(Dataset entries)
==============================

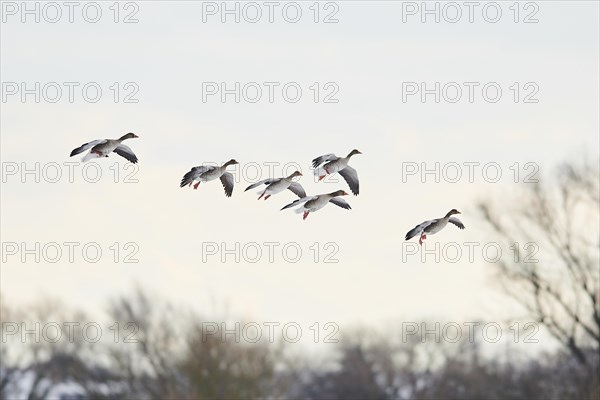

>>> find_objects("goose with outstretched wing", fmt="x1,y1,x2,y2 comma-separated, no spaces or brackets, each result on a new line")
179,159,238,197
244,171,306,200
71,132,139,164
312,149,362,196
282,190,352,220
404,208,465,245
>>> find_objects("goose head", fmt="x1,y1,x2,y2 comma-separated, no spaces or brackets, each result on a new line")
329,190,348,197
119,132,139,140
446,208,460,217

==============================

Task prompt:
Reproduce every line of the material above verbatim, character for character. Omit the pictures from the output.

Solution for this exercise:
>>> find_objects("goose with outstretched wing", fmt="x1,y1,x2,y2 comma-separated, no spaces or brackets, each result on a new line")
179,159,238,197
244,171,306,200
71,132,139,164
312,149,362,196
282,190,352,220
404,208,465,245
>>> find_objects("goose head", fmt="x1,y1,x2,y2 comma-separated, no spaces or brackets, each result on a new line")
329,190,348,197
119,132,139,140
446,208,460,217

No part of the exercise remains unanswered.